[Exercise input]

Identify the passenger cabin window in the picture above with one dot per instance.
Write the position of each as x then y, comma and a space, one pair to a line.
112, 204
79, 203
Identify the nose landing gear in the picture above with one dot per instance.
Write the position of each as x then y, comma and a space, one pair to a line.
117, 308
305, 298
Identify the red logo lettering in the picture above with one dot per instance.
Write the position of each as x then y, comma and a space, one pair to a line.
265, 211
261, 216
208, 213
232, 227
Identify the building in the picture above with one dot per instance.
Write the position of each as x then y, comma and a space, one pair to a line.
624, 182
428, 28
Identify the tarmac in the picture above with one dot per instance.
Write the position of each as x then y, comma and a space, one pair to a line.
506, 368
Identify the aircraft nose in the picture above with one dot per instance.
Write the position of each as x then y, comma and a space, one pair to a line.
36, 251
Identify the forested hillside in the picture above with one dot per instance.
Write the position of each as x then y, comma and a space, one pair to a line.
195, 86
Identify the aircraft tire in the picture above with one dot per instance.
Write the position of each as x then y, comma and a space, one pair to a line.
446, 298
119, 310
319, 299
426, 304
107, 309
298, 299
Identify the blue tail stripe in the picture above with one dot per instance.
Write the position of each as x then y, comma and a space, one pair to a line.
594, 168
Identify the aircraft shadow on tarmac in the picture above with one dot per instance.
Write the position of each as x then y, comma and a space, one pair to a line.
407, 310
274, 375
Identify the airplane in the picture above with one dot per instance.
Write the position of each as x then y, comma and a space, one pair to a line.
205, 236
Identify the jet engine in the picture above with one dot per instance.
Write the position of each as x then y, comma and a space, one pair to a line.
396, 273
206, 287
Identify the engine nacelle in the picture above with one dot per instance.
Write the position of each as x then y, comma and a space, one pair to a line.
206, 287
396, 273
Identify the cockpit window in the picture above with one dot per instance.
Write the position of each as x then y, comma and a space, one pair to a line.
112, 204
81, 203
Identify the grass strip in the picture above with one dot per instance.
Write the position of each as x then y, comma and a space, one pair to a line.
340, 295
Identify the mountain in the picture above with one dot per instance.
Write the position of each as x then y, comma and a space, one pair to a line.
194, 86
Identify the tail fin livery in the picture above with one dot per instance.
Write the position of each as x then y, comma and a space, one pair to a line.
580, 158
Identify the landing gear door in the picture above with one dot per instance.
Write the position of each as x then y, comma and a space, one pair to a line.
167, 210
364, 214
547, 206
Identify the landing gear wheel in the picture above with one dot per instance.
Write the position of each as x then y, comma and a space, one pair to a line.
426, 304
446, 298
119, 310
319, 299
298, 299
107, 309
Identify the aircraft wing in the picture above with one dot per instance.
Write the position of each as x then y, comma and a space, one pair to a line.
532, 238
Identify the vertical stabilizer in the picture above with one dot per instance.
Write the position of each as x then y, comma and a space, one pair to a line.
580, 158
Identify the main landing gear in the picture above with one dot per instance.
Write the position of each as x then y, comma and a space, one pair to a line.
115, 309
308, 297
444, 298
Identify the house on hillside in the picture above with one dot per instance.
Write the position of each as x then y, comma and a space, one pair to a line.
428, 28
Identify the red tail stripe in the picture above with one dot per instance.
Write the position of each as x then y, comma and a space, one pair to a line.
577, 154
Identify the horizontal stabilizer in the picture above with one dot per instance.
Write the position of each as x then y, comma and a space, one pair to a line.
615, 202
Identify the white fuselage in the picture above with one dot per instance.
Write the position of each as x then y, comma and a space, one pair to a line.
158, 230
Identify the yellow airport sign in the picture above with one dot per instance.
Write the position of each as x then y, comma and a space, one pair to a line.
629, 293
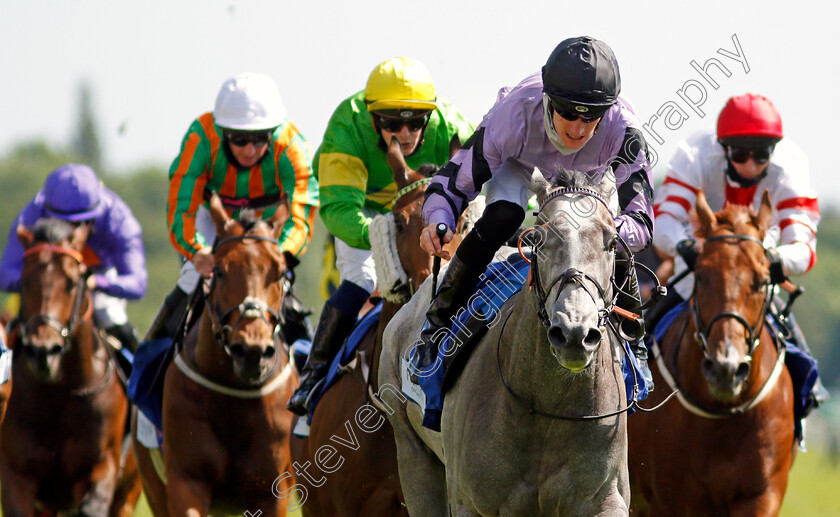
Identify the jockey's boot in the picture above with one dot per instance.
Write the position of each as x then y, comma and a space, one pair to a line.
295, 320
453, 293
333, 328
169, 317
127, 337
633, 331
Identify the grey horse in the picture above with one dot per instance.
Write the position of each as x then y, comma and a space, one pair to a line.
511, 442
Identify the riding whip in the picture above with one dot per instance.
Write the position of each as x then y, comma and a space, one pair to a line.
440, 229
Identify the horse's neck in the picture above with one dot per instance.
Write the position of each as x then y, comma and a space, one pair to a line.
83, 362
389, 309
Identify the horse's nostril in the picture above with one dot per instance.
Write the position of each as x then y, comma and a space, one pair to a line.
593, 337
556, 335
708, 367
743, 371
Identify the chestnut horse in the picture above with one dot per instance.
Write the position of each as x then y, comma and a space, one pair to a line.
60, 441
6, 387
726, 449
349, 417
225, 425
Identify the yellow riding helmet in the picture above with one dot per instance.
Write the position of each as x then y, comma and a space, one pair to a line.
400, 82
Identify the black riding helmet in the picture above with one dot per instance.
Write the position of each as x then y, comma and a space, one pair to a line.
581, 75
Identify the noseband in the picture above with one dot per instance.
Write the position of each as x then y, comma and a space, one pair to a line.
571, 275
754, 337
249, 308
65, 331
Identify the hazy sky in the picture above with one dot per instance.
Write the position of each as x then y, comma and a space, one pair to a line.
154, 66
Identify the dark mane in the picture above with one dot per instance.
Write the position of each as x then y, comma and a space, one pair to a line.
571, 179
426, 170
52, 230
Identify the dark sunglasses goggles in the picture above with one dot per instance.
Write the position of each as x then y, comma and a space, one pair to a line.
395, 124
569, 114
740, 155
241, 139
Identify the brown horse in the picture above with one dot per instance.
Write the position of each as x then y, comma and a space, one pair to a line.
225, 424
60, 442
6, 387
349, 418
727, 447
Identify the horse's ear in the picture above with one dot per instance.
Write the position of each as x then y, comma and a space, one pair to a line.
218, 213
397, 163
540, 186
762, 220
280, 216
80, 235
705, 215
25, 236
454, 145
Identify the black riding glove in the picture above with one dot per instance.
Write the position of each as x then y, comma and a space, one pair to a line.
687, 249
777, 274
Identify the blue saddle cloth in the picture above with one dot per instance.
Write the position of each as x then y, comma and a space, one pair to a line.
502, 280
345, 355
142, 390
801, 366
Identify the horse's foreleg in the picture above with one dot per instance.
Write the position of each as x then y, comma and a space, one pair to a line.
18, 495
187, 497
96, 500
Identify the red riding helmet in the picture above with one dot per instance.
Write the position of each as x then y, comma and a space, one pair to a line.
749, 115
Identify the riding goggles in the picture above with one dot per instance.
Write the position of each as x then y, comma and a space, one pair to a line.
241, 139
394, 124
567, 113
742, 154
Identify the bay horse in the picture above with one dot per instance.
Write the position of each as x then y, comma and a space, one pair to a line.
225, 424
61, 438
6, 387
535, 425
349, 416
727, 448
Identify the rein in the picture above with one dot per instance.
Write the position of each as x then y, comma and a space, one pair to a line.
411, 186
700, 337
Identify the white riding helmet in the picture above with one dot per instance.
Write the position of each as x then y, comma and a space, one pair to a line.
249, 102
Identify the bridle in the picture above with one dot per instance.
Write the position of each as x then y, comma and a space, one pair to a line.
754, 331
64, 330
250, 307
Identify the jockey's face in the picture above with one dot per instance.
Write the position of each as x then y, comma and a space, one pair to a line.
248, 147
576, 133
409, 132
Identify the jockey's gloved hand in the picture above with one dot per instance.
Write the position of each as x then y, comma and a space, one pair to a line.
777, 274
687, 249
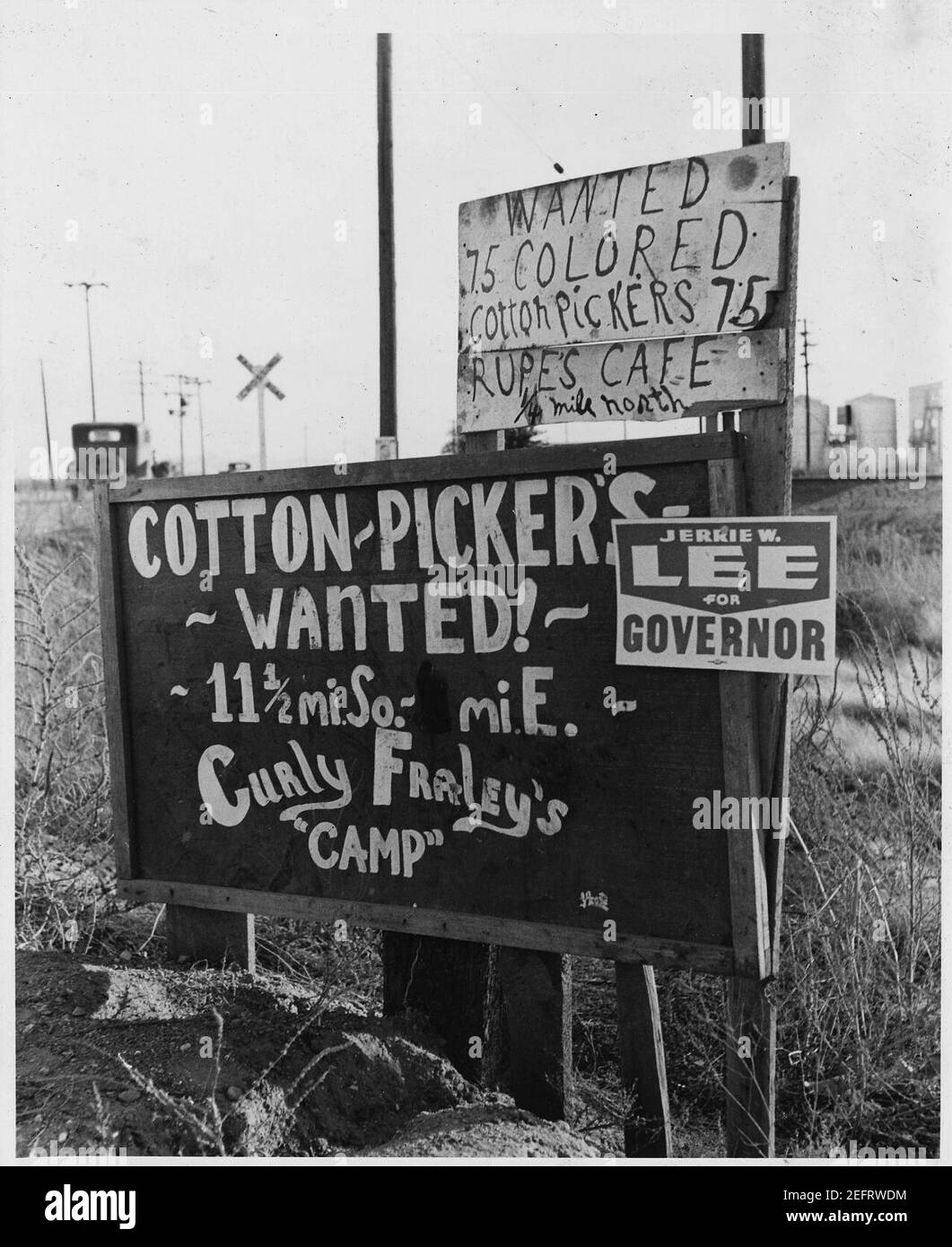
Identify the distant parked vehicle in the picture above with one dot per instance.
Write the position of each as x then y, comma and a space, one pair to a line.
95, 448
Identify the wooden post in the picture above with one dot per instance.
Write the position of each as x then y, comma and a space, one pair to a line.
214, 936
648, 1124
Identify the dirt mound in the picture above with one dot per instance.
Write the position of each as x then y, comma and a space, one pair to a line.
485, 1130
170, 1060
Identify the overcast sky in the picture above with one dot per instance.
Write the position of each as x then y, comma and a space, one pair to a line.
198, 159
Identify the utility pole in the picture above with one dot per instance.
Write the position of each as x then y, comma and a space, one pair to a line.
386, 246
198, 383
47, 422
88, 287
805, 354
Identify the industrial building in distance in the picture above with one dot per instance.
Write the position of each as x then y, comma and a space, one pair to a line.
869, 422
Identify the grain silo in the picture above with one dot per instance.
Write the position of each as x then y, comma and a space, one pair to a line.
874, 416
818, 463
926, 422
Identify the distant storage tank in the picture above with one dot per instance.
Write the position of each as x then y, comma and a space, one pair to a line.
874, 416
818, 437
926, 422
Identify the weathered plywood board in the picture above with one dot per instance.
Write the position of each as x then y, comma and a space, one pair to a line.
657, 379
475, 780
670, 249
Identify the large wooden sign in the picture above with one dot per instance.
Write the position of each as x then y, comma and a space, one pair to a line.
690, 249
392, 696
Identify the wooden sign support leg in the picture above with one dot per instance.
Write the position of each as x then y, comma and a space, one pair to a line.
648, 1120
214, 936
537, 1013
517, 1001
750, 1055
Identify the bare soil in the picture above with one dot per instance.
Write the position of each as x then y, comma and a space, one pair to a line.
170, 1060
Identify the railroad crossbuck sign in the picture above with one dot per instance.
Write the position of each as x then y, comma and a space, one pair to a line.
754, 594
628, 296
259, 380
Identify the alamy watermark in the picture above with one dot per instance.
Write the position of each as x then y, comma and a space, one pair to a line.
718, 111
721, 813
878, 463
86, 463
478, 580
852, 1153
92, 1155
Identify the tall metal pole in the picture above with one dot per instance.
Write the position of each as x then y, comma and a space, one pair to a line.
262, 453
47, 422
753, 85
88, 287
384, 208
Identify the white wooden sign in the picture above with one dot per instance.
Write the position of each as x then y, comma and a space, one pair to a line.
648, 379
670, 249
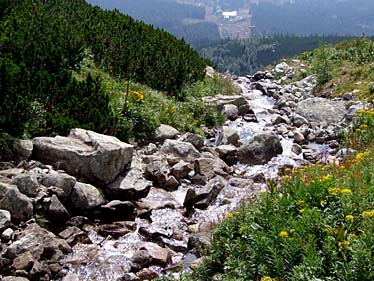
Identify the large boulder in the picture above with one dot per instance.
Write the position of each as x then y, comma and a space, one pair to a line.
95, 157
41, 243
85, 197
19, 205
322, 110
179, 149
164, 132
260, 149
130, 186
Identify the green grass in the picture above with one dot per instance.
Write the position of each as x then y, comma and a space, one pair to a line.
138, 110
315, 223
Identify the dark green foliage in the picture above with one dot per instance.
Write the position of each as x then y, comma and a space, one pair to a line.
245, 56
42, 42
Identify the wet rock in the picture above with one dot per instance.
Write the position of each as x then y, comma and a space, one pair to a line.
298, 137
164, 132
74, 235
230, 136
39, 242
297, 149
118, 210
320, 109
23, 262
181, 169
12, 172
209, 167
92, 156
160, 256
147, 274
299, 120
7, 234
115, 230
14, 278
59, 180
183, 150
5, 219
27, 184
85, 197
18, 204
260, 149
129, 186
57, 212
23, 150
231, 111
196, 140
206, 195
140, 259
228, 153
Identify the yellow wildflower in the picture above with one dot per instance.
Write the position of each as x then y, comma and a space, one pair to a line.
334, 190
344, 244
349, 217
368, 214
346, 191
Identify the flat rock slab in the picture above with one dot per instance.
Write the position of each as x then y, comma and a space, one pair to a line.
321, 109
85, 154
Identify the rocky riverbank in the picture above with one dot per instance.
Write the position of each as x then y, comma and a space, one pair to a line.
90, 207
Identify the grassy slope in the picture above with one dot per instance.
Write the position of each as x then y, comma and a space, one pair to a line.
317, 223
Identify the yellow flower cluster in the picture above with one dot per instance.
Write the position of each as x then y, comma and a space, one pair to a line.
368, 214
139, 96
344, 244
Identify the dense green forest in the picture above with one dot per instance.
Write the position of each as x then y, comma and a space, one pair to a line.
343, 17
245, 56
43, 42
182, 20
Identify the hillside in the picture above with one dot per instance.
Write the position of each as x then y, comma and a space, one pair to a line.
43, 43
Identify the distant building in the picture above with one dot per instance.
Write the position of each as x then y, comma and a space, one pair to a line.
229, 15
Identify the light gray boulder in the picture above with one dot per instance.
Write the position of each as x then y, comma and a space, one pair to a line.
85, 197
19, 205
164, 132
95, 157
260, 149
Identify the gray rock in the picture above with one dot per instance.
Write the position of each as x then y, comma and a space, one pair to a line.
57, 212
196, 140
39, 242
297, 149
18, 204
85, 197
209, 167
5, 219
182, 150
27, 184
130, 186
231, 111
260, 149
181, 169
299, 120
230, 136
86, 154
60, 180
164, 132
320, 109
23, 150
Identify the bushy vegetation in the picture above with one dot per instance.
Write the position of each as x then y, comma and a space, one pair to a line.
344, 67
246, 56
316, 223
42, 45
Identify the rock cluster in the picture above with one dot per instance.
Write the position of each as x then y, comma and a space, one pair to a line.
90, 204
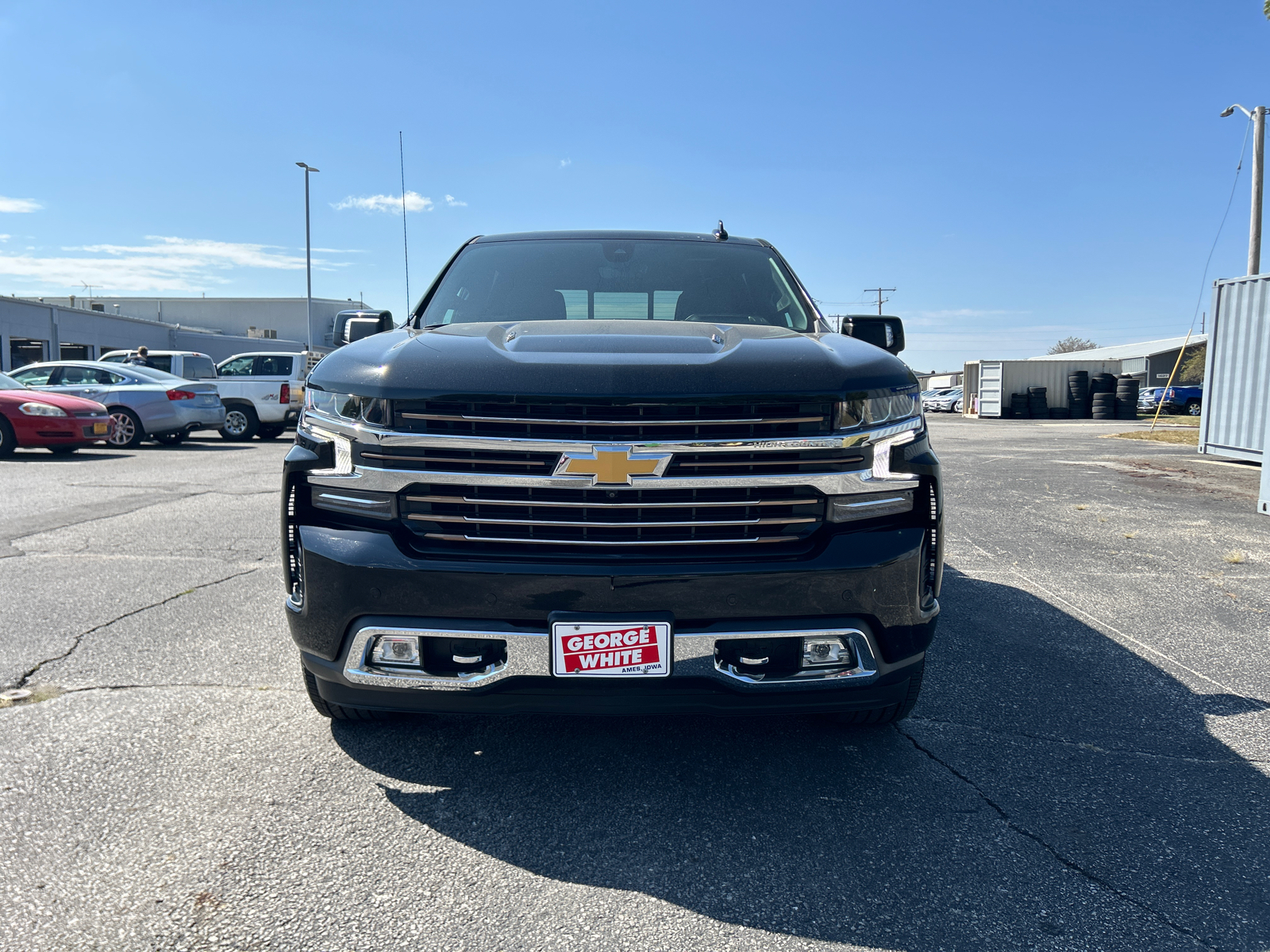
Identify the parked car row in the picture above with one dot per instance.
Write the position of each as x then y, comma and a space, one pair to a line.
946, 400
121, 403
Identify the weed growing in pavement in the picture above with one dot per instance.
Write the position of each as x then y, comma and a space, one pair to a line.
37, 693
1184, 437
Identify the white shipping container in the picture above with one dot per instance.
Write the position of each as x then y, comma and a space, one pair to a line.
1236, 418
991, 382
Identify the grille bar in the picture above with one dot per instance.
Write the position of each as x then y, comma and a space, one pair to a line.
432, 517
598, 543
451, 460
609, 505
734, 463
632, 422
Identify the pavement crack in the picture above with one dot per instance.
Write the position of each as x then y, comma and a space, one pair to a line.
1085, 746
79, 639
1053, 850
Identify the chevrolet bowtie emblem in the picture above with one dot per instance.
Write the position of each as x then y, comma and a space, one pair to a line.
613, 465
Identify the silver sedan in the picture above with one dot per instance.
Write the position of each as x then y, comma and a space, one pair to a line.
144, 403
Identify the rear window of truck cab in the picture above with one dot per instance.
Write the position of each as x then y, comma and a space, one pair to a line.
618, 279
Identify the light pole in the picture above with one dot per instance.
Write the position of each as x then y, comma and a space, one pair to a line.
309, 266
1259, 146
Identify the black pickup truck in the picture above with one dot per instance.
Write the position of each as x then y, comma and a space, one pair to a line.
614, 473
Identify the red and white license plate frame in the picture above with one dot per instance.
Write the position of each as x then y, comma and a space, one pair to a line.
628, 649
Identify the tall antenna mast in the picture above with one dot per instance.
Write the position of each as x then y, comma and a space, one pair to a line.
406, 240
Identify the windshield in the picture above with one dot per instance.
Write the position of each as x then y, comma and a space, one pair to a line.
638, 279
162, 376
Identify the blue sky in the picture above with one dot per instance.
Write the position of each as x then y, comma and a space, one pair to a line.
1019, 171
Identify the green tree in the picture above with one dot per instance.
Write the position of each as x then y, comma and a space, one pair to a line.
1191, 370
1072, 344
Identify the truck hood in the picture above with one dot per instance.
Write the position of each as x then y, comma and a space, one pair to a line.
596, 359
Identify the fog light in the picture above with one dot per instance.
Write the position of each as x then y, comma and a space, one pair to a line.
825, 653
869, 505
397, 649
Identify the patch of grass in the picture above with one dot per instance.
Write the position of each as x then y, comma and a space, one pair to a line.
38, 692
1183, 437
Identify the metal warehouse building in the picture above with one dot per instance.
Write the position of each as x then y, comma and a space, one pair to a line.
84, 329
1149, 361
283, 317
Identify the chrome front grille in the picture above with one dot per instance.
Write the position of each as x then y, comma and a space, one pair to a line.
613, 423
588, 520
770, 463
446, 460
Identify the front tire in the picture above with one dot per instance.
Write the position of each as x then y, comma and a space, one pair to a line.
892, 712
241, 423
338, 712
126, 429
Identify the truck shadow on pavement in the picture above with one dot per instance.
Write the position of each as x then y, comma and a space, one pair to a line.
1051, 790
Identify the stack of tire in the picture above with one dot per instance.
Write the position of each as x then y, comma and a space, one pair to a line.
1079, 393
1037, 405
1103, 397
1127, 397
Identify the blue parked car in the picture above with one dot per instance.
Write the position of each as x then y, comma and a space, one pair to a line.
1172, 400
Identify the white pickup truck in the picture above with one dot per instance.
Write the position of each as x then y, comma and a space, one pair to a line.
262, 393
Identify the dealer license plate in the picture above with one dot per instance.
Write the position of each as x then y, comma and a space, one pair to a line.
611, 651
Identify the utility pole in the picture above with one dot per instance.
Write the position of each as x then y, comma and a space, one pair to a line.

[Problem details] The required output is the stretch of entries above from the line containing "Identify the nose landing" through the line containing "Identify the tarmac", reproduced exactly.

[Final answer]
Identify the nose landing gear in the picture above with one dot per instance.
Write the position of each as x then y, comma and a space, one pair to a line.
117, 308
305, 298
Identify the red logo lettering in the picture above with one dot per instance.
Write the position of each as x then y, comma and a space, one pair to a line.
265, 211
261, 216
208, 213
232, 227
Identify the building in the picture above with one dot per instance.
Write the position of each as x then y, comma and a space, one pair to a line.
624, 182
428, 28
Identify the tarmac in the picture above with one dot per instance.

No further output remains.